Plaintiff holds the promissory note and mortgage for Defendants’ loan on real property
located in Lake Worth, Florida. Plaintiff filed the instant action bringing claims of foreclosure
(Count I), breach of promissory note (Count II), and reformation of the mortgage (Count III).
Plaintiff has moved for partial summary judgment on Counts I and III. Because the Court finds that
Defendants’ affirmative defenses lack merit, and Plaintiff is otherwise entitled to summary
judgment with respect to Count I, Plaintiff’s Motion is granted as to that count. The Court cannot
discern what relief Plaintiff is requesting as to Count III, and the Motion is consequently denied
with respect to that count.
1
I.
A.
BACKGROUND
Initial Mortgage
On or about February 27, 2007, Defendants executed and delivered a Note in the principal
amount of $200,000.00 (“the Note”) and a Mortgage (“the Mortgage,” and, together with the Note,
“the Loan Documents”) securing payment of the Note to Mortgage Electronic Registration
Systems, Inc. (“MERS”), acting solely as a nominee for the lender, People’s Choice Home Loan,
Inc. See DE 36 Ex. 1 at 1–5 (Note), 6–25 (Mortgage). The Mortgage was recorded on March 12,
2007, in Official Records Book 21502, at Page 1741, of the Public Records of Palm Beach County,
Florida. Id. at 6. The Mortgage was for real property located at 3816 Patio Court, Lake Worth,
Florida 33461. Id. at 1; see also id. at 25 (legal description of the property).

* **Objectives**
**A)** Name every claim that the plaintiff brings in the foreclosure excerpt, along with the count number of each.
**B)** Reproduce the foreclosure excerpt word for word, from "Plaintiff has moved" to "respect to that count.".

* **Record list**
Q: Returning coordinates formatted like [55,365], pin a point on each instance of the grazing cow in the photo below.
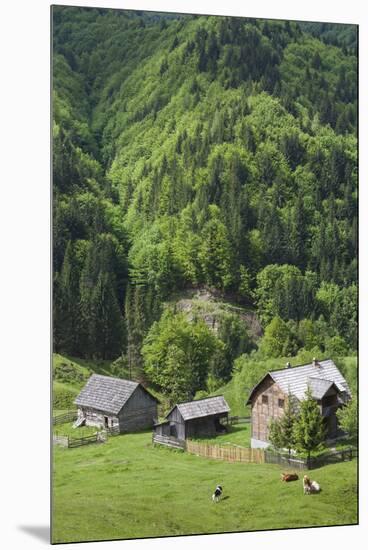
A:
[217,494]
[310,486]
[289,477]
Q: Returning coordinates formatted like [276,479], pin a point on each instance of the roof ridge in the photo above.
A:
[301,365]
[96,374]
[198,400]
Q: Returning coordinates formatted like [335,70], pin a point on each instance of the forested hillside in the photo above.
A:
[191,153]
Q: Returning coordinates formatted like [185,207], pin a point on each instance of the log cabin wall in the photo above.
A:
[139,412]
[97,418]
[263,411]
[177,424]
[200,427]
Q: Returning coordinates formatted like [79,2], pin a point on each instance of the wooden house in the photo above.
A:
[268,398]
[194,419]
[114,403]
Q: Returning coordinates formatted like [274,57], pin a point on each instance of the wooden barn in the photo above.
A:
[195,418]
[114,403]
[268,398]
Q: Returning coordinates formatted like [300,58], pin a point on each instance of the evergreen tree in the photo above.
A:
[309,431]
[281,432]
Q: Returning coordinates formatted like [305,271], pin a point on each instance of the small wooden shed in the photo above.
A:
[195,418]
[269,397]
[115,403]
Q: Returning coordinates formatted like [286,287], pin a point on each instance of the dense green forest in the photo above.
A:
[200,154]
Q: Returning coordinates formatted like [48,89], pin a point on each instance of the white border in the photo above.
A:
[25,220]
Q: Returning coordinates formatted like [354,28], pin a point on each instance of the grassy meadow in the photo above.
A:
[127,488]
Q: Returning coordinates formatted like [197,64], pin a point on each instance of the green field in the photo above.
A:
[126,488]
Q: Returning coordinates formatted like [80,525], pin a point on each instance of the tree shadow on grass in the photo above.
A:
[41,532]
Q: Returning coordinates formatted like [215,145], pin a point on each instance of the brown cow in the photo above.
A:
[289,477]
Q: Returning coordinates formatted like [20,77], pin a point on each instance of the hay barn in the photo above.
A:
[114,403]
[195,418]
[268,398]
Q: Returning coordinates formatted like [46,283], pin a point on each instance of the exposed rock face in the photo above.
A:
[211,307]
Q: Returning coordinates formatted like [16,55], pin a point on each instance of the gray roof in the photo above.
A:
[106,393]
[319,387]
[295,379]
[203,407]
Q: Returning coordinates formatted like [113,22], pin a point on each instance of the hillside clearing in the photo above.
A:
[126,488]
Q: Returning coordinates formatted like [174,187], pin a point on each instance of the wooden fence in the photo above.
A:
[72,442]
[229,453]
[60,440]
[69,416]
[168,441]
[329,457]
[238,420]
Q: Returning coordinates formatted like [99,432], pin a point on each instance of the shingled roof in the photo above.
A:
[319,377]
[106,393]
[203,407]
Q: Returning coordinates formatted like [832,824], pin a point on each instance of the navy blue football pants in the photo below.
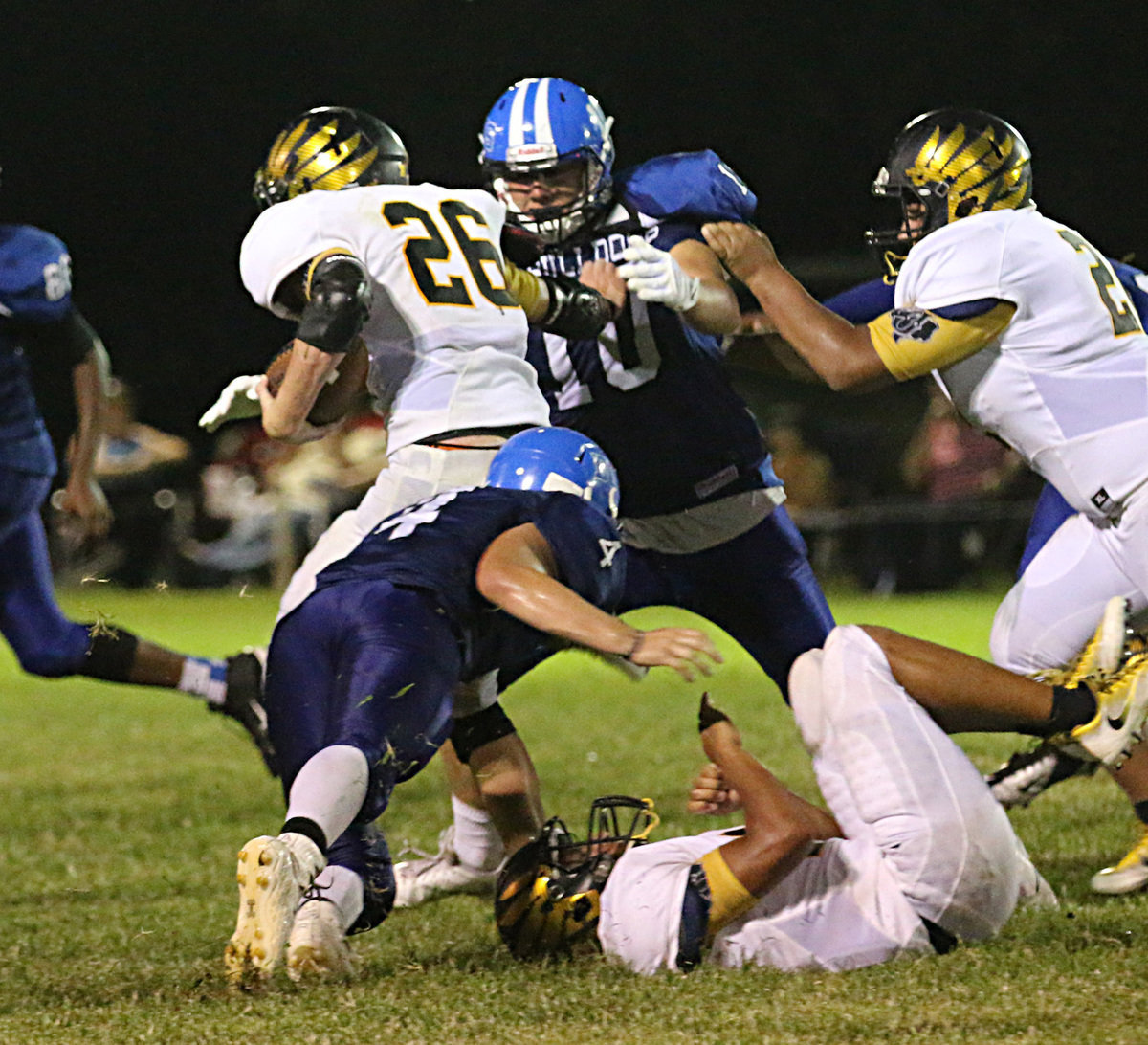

* **Responses**
**A)**
- Foreclosure (Count I)
- Breach of promissory note (Count II)
- Reformation of the mortgage (Count III)

**B)**
Plaintiff has moved for partial summary judgment on Counts I and III. Because the Court finds that
Defendants’ affirmative defenses lack merit, and Plaintiff is otherwise entitled to summary
judgment with respect to Count I, Plaintiff’s Motion is granted as to that count. The Court cannot
discern what relief Plaintiff is requesting as to Count III, and the Motion is consequently denied
with respect to that count.